Dataset entries:
^^^^

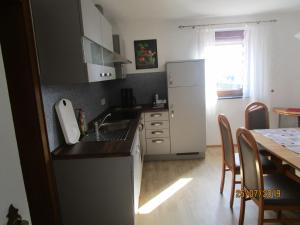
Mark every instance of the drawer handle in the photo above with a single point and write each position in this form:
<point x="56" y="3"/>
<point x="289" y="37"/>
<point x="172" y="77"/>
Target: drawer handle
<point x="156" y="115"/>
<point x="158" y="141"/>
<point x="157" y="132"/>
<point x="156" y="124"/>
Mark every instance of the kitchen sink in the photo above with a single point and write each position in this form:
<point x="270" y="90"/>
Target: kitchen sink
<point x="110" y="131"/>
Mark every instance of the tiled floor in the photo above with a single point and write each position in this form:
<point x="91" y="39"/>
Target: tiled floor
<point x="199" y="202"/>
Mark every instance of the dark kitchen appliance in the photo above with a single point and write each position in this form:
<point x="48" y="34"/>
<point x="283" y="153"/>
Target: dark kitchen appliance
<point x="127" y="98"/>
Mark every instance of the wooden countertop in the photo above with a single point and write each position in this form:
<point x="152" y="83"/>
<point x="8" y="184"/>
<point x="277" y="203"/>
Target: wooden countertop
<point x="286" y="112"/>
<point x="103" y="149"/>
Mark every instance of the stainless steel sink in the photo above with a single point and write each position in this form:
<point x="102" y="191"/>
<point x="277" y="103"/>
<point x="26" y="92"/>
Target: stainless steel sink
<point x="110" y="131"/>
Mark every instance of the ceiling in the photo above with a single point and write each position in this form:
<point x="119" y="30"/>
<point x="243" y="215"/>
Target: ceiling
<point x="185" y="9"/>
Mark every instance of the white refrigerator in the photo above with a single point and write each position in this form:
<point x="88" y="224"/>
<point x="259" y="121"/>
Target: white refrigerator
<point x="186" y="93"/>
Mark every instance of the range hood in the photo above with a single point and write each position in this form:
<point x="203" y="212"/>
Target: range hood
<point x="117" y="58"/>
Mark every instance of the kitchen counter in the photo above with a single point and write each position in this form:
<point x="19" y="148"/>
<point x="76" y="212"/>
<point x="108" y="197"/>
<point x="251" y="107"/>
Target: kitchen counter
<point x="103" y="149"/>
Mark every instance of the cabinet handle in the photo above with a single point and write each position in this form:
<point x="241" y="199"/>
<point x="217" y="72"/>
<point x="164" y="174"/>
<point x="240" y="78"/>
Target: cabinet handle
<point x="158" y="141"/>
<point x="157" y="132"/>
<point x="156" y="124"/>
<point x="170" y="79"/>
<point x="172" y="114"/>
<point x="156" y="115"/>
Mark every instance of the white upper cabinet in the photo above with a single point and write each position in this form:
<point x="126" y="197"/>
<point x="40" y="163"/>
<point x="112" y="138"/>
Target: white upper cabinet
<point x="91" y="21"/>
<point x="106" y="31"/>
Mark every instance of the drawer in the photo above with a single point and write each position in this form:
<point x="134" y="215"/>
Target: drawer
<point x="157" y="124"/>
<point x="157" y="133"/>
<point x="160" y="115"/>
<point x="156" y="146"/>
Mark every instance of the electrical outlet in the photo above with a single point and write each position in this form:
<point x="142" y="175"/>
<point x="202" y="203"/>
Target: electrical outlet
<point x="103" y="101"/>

^^^^

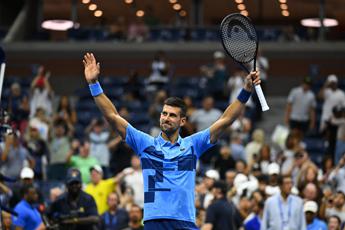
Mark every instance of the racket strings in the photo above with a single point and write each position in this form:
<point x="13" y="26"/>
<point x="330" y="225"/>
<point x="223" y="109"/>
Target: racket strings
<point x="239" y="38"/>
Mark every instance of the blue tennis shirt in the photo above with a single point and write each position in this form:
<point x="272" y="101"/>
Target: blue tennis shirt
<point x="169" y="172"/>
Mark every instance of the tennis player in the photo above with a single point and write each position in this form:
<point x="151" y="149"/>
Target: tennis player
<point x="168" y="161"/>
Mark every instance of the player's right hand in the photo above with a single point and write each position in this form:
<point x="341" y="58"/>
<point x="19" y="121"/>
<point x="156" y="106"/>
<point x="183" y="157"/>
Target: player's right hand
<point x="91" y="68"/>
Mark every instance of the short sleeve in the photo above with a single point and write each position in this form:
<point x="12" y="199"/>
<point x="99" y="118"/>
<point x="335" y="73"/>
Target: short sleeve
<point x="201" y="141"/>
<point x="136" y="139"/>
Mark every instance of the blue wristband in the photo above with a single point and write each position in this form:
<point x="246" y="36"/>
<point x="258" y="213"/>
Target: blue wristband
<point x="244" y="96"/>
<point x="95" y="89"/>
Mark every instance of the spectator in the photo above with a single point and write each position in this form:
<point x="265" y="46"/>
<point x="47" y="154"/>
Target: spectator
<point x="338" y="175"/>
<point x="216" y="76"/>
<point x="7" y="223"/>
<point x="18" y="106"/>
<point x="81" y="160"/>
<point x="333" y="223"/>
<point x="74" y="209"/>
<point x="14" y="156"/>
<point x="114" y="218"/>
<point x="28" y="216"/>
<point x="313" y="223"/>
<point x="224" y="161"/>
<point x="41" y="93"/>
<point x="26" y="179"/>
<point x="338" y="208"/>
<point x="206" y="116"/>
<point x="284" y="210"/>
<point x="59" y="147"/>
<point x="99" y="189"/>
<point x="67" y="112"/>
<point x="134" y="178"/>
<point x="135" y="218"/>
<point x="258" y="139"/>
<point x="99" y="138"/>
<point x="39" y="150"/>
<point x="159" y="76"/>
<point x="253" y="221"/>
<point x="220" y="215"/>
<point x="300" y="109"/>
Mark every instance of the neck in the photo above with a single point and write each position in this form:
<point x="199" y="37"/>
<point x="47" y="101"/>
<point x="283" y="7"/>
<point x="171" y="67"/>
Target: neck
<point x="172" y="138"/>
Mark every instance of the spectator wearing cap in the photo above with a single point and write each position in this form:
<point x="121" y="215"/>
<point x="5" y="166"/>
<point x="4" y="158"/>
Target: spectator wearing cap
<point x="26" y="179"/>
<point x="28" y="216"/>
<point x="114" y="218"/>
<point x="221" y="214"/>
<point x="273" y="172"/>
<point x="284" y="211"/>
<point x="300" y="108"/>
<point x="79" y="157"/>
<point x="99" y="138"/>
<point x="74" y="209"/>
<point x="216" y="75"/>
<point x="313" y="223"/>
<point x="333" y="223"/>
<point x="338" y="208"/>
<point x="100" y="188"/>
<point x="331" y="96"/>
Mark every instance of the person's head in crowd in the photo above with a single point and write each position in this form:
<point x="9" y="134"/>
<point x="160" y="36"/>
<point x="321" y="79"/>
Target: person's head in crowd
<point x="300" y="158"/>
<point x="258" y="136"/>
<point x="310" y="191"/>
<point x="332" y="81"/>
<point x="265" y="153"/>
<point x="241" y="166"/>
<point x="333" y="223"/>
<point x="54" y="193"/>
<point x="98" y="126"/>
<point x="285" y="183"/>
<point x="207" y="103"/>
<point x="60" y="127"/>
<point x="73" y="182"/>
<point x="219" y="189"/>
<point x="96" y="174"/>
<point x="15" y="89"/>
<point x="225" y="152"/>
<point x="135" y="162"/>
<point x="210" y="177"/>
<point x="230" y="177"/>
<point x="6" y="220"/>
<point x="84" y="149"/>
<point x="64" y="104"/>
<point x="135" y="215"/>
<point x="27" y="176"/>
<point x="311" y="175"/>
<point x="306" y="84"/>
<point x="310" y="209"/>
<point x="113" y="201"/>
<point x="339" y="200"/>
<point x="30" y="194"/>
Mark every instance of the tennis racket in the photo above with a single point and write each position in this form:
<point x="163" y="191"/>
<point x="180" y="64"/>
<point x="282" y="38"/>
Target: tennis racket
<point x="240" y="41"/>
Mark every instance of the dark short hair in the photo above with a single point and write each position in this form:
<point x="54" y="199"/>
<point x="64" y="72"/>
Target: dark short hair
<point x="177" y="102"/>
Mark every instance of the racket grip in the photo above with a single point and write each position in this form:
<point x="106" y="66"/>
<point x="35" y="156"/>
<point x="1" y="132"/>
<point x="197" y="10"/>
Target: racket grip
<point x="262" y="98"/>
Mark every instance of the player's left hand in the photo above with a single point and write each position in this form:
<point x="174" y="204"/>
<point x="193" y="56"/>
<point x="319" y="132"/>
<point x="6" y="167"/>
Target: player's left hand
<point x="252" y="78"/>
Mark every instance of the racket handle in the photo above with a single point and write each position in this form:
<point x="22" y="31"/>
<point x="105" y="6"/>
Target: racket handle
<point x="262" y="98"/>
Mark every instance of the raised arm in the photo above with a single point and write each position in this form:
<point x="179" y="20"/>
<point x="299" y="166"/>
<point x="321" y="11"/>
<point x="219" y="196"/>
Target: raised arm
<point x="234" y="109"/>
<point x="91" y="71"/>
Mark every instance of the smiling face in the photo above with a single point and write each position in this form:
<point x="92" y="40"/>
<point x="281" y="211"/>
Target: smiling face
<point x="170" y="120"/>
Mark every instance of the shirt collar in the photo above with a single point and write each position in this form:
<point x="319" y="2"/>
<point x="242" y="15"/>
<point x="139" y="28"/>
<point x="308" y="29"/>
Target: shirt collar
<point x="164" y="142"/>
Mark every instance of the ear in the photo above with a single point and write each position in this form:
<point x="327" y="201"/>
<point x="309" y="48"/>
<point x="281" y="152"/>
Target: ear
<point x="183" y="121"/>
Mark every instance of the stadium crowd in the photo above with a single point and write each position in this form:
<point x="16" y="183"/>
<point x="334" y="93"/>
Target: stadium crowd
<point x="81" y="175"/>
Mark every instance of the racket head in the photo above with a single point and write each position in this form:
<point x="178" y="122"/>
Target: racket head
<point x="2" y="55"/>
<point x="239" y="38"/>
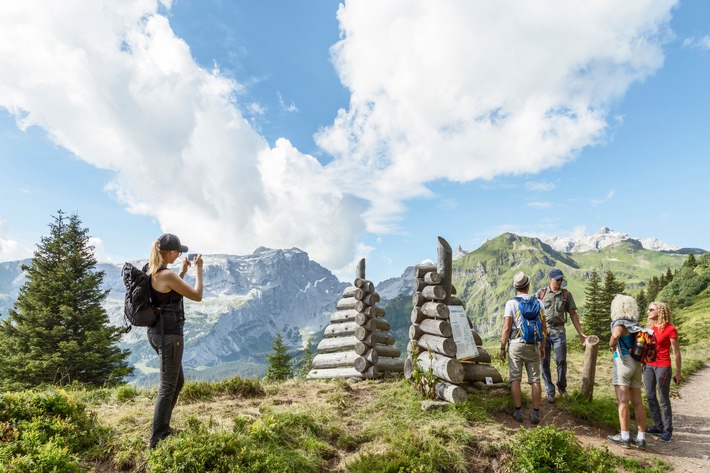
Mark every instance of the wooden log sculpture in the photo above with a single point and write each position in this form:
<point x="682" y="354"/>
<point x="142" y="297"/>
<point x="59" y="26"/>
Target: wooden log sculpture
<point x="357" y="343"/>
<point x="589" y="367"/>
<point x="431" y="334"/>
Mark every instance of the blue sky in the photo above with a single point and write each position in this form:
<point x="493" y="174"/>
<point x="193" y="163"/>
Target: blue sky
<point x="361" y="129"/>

^^^^

Work to complete: Scan the records above for the lines holding "Mark every instance of the drawer handle" and "Mark every instance of the tiled". Transcribe those two and every line between them word for word, and no others.

Written solution:
Mark every instance of the drawer handle in the photo above with a single point and write each position in this form:
<point x="56" y="3"/>
<point x="289" y="37"/>
<point x="172" y="77"/>
Target: drawer handle
<point x="156" y="115"/>
<point x="158" y="141"/>
<point x="157" y="132"/>
<point x="156" y="124"/>
Mark every instance of the kitchen sink in the photo above with a single point and write each position in this form:
<point x="270" y="90"/>
Target: kitchen sink
<point x="110" y="131"/>
Mark every instance of the tiled floor in the photo above with a single point and write each position in this form:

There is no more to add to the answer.